■ **HOW TO COMPLETE THIS TASK**: Restate all the lines below word for word, but omit the pictures.

(MATERIAL SUPPLIED)

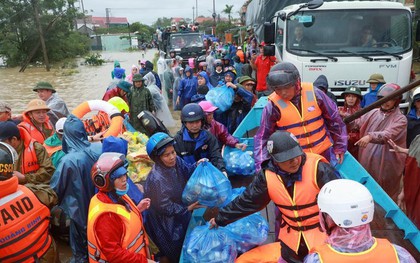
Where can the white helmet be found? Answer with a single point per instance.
(347, 202)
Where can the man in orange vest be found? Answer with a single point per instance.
(22, 214)
(303, 110)
(115, 225)
(346, 209)
(33, 168)
(291, 179)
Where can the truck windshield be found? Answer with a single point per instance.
(186, 41)
(367, 32)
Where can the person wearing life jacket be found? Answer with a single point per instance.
(291, 179)
(36, 121)
(22, 213)
(346, 208)
(115, 225)
(53, 144)
(33, 167)
(303, 110)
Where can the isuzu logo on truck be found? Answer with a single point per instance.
(351, 82)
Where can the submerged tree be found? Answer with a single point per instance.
(20, 40)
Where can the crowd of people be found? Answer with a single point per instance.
(48, 156)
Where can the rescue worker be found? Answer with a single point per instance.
(33, 167)
(115, 225)
(193, 142)
(36, 121)
(291, 179)
(304, 111)
(58, 108)
(346, 209)
(22, 213)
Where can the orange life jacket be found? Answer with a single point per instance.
(23, 225)
(308, 125)
(381, 251)
(33, 131)
(299, 212)
(29, 159)
(134, 240)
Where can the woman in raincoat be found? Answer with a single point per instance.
(168, 217)
(162, 110)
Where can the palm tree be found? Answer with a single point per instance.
(228, 11)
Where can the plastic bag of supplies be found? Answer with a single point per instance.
(249, 232)
(221, 97)
(239, 162)
(209, 245)
(207, 185)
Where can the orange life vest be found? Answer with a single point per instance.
(29, 159)
(308, 125)
(134, 240)
(24, 224)
(33, 131)
(381, 251)
(299, 212)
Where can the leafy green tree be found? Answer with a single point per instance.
(19, 39)
(228, 11)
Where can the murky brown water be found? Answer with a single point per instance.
(89, 83)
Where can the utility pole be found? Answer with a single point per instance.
(41, 34)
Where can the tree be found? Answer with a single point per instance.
(20, 41)
(228, 11)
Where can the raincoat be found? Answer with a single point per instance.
(58, 108)
(175, 87)
(413, 125)
(194, 149)
(370, 97)
(385, 167)
(162, 110)
(187, 88)
(168, 217)
(119, 145)
(139, 99)
(333, 121)
(54, 141)
(73, 184)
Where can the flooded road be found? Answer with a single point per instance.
(90, 82)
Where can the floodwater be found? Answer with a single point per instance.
(88, 83)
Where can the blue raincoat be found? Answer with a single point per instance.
(73, 184)
(168, 218)
(115, 144)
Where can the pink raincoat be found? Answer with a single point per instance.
(385, 167)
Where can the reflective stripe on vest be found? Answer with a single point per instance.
(300, 212)
(134, 238)
(29, 159)
(23, 227)
(308, 125)
(381, 251)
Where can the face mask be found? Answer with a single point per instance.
(122, 192)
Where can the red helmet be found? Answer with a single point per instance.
(387, 89)
(104, 167)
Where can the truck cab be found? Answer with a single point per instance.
(347, 42)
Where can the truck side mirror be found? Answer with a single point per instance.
(418, 30)
(269, 32)
(269, 50)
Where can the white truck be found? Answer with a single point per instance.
(345, 41)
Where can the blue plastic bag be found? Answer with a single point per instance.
(209, 245)
(221, 97)
(208, 186)
(249, 232)
(239, 162)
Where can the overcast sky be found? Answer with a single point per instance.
(148, 11)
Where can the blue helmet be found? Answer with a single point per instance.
(192, 112)
(157, 142)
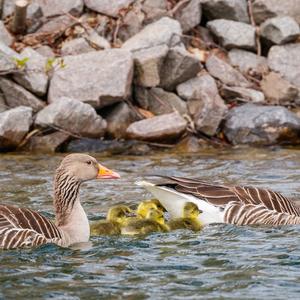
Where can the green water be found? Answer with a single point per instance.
(221, 262)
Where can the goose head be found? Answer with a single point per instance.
(84, 167)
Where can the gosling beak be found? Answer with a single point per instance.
(105, 173)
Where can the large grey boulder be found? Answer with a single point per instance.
(7, 56)
(34, 77)
(285, 60)
(232, 34)
(159, 128)
(58, 7)
(148, 63)
(159, 102)
(278, 90)
(179, 66)
(248, 62)
(72, 116)
(189, 15)
(221, 70)
(5, 36)
(205, 105)
(235, 10)
(99, 78)
(252, 124)
(242, 94)
(108, 7)
(15, 96)
(280, 30)
(119, 118)
(14, 125)
(266, 9)
(164, 31)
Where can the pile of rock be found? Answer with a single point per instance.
(150, 70)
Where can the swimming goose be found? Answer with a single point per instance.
(116, 217)
(22, 227)
(239, 205)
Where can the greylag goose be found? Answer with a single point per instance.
(239, 205)
(22, 227)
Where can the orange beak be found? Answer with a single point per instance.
(105, 173)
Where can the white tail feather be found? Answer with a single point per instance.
(174, 202)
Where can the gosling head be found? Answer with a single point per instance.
(85, 167)
(146, 205)
(156, 215)
(119, 213)
(191, 210)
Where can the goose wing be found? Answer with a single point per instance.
(221, 195)
(21, 227)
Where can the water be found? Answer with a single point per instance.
(220, 262)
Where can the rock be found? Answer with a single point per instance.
(34, 77)
(164, 31)
(5, 37)
(285, 60)
(253, 124)
(7, 56)
(46, 143)
(179, 66)
(73, 116)
(58, 7)
(159, 102)
(148, 63)
(240, 93)
(99, 78)
(225, 72)
(205, 105)
(232, 34)
(248, 62)
(108, 7)
(266, 9)
(16, 95)
(278, 90)
(45, 51)
(235, 10)
(279, 30)
(154, 10)
(119, 119)
(189, 16)
(159, 128)
(76, 46)
(57, 24)
(14, 125)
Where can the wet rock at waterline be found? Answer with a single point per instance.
(264, 125)
(159, 102)
(160, 128)
(72, 116)
(232, 34)
(235, 10)
(280, 30)
(99, 78)
(15, 95)
(14, 125)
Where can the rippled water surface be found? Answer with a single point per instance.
(221, 262)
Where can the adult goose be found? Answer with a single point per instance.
(239, 205)
(23, 227)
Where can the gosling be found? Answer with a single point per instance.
(154, 222)
(190, 219)
(116, 217)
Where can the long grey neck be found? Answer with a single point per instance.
(66, 192)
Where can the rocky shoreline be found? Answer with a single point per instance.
(127, 75)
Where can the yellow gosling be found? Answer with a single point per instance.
(190, 219)
(153, 222)
(116, 217)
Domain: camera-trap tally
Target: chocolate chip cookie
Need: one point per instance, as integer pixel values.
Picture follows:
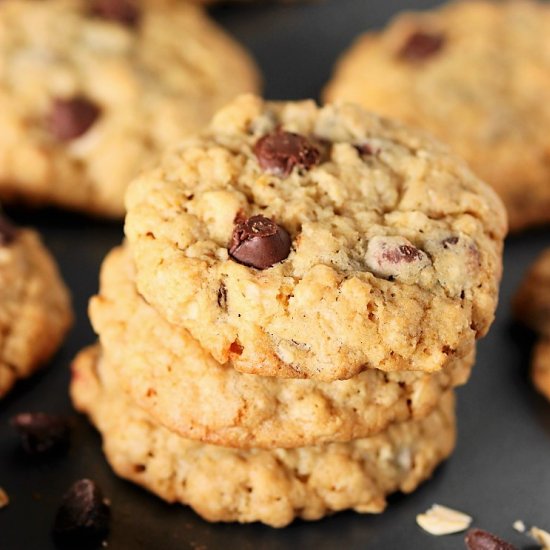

(End MATERIAL SUPPLIED)

■ **YOUR RESPONSE**:
Where can the white helmet be found? Answer with a single point per instance.
(347, 202)
Where can the man in orange vest be found? Answer with a single point per instance.
(22, 214)
(303, 110)
(115, 225)
(346, 209)
(33, 168)
(291, 179)
Where can the truck windshield be found? Answer with a single point per instance.
(186, 41)
(367, 32)
Where can the person wearing life jacket be found? Answer with a single point per instance.
(291, 179)
(36, 121)
(22, 213)
(346, 208)
(115, 225)
(53, 144)
(33, 167)
(303, 110)
Where can the isuzu logo on truck be found? Answer with a single point per instance.
(351, 82)
Where can the submerged tree be found? Answer with a single point per instance.
(20, 40)
Where can the crowd of people be found? Answer with a single point per instance.
(48, 156)
Where can the rescue worker be found? Answer with a single point per instance.
(33, 167)
(115, 225)
(193, 142)
(36, 121)
(291, 179)
(304, 111)
(58, 108)
(346, 209)
(22, 213)
Where can the orange life jacket be found? Answer with a single point per instance.
(23, 225)
(308, 125)
(381, 251)
(33, 131)
(299, 212)
(29, 159)
(134, 240)
Where can the woman in raincoat be found? Answer with a single point per instance.
(168, 217)
(162, 110)
Where can the palm tree be found? Answer with a single point per instance.
(228, 11)
Where can the plastic bag of supplies be found? Answer with a single point per instance.
(249, 232)
(221, 97)
(239, 162)
(209, 245)
(207, 185)
Where can the orange life vest be found? Answer with a single point per instance.
(29, 159)
(308, 125)
(134, 240)
(24, 224)
(33, 131)
(381, 251)
(299, 212)
Where can the leafy green tree be found? Answer with a single point per instance.
(19, 39)
(228, 11)
Where can the murky brown water be found? Answer with a single point per instance.
(89, 83)
Where can the utility pole be found? Answer with a single point per instance.
(41, 34)
Where can the tree be found? Answer with a single point per instance.
(20, 41)
(228, 11)
Where can the raincoat be found? Answer with a single point per instance.
(58, 108)
(175, 87)
(413, 125)
(194, 149)
(370, 97)
(385, 167)
(162, 110)
(187, 88)
(168, 217)
(119, 145)
(139, 99)
(333, 121)
(54, 141)
(73, 184)
Where can the flooded road be found? Answer with a single point per instance.
(90, 82)
Where can the floodwater be found? Answer with a single point per instance.
(88, 83)
Where can the blue raincoat be found? Answer with a single point per instance.
(73, 184)
(168, 218)
(115, 144)
Where can the pink raincoat be found? Answer with a single point per instance.
(385, 167)
Where can the reflective stripe on vest be found? Answer with a single point per instance.
(300, 212)
(134, 238)
(29, 159)
(23, 227)
(308, 125)
(381, 251)
Where can the face mask be found? Answer with a single point per instance.
(122, 192)
Where can the red helmet be found? Answer with a single point per instance.
(387, 89)
(104, 167)
Where can the truck cab be found? Answer with a single point per instance.
(347, 42)
Where can the truck side mirror be found? Answer with a single point per instance.
(418, 30)
(269, 32)
(269, 50)
Where can the white truck be found? Answer with a single point per instance.
(345, 41)
Where can the blue plastic bag be found? Answer with a single point per instance.
(209, 245)
(221, 97)
(208, 186)
(249, 232)
(239, 162)
Where can the overcast sky be found? Answer with a single point per instance.
(148, 11)
Where can the blue helmet be found? Answer with a single point per instance.
(192, 112)
(157, 142)
Where can the green water be found? Answer with a single point per instance.
(221, 262)
Where can the goose head be found? Answer with a single point per instance.
(84, 167)
Where can the gosling beak be found? Answer with a single point per instance.
(105, 173)
Where can the large grey boulder be found? Answer with a single point per instance.
(7, 56)
(34, 77)
(285, 60)
(232, 34)
(159, 128)
(58, 7)
(148, 63)
(159, 102)
(278, 90)
(179, 66)
(248, 62)
(72, 116)
(189, 15)
(221, 70)
(5, 36)
(205, 105)
(235, 10)
(99, 78)
(252, 124)
(242, 94)
(108, 7)
(15, 96)
(280, 30)
(119, 118)
(14, 125)
(266, 9)
(164, 31)
Where can the pile of rock be found? Answer with a single point per instance.
(150, 70)
Where can the swimming goose be found? Answer with a single point per instance.
(116, 217)
(22, 227)
(239, 205)
Where can the greylag goose be found? Answer with a single point per instance.
(239, 205)
(22, 227)
Where can the orange beak be found? Answer with a single point per instance.
(105, 173)
Where can the white tail feather be found? Answer with a single point per instance.
(174, 202)
Where can the gosling head be found? Answer with a single point per instance.
(85, 167)
(146, 205)
(156, 215)
(119, 213)
(191, 210)
Where can the goose wing be found? Answer with a single point per instance.
(221, 195)
(21, 227)
Where can the water be found? Answer with a single point per instance.
(220, 262)
Where can the rock be found? Answer with a single point per instance.
(34, 77)
(164, 31)
(5, 37)
(285, 60)
(253, 124)
(7, 56)
(46, 143)
(179, 66)
(73, 116)
(58, 7)
(159, 102)
(148, 63)
(240, 93)
(99, 78)
(225, 72)
(205, 105)
(232, 34)
(248, 62)
(108, 7)
(266, 9)
(16, 95)
(278, 90)
(45, 51)
(235, 10)
(279, 30)
(154, 10)
(119, 119)
(189, 16)
(159, 128)
(76, 46)
(57, 24)
(14, 125)
Where can the wet rock at waterline be found? Answer with a single point per instance.
(264, 125)
(159, 102)
(160, 128)
(72, 116)
(232, 34)
(235, 10)
(280, 30)
(99, 78)
(15, 95)
(14, 125)
Where can the rippled water surface be found? Answer with a single point per instance.
(221, 262)
Where can the adult goose be found? Answer with a single point per instance.
(239, 205)
(23, 227)
Where can the gosling be found? Answer with a single point per instance.
(154, 222)
(190, 219)
(116, 217)
Where can the long grey neck be found? Answer with a single point per instance.
(66, 192)
Where can the rocky shoreline be found? Answer with a single point per instance.
(127, 75)
Where can the yellow gosling be found? Answer with a single point per instance.
(190, 219)
(153, 222)
(116, 217)
Domain: camera-trap tally
Target: chocolate chip cookie
Need: one point per instance, as integer pixel values.
Picture follows:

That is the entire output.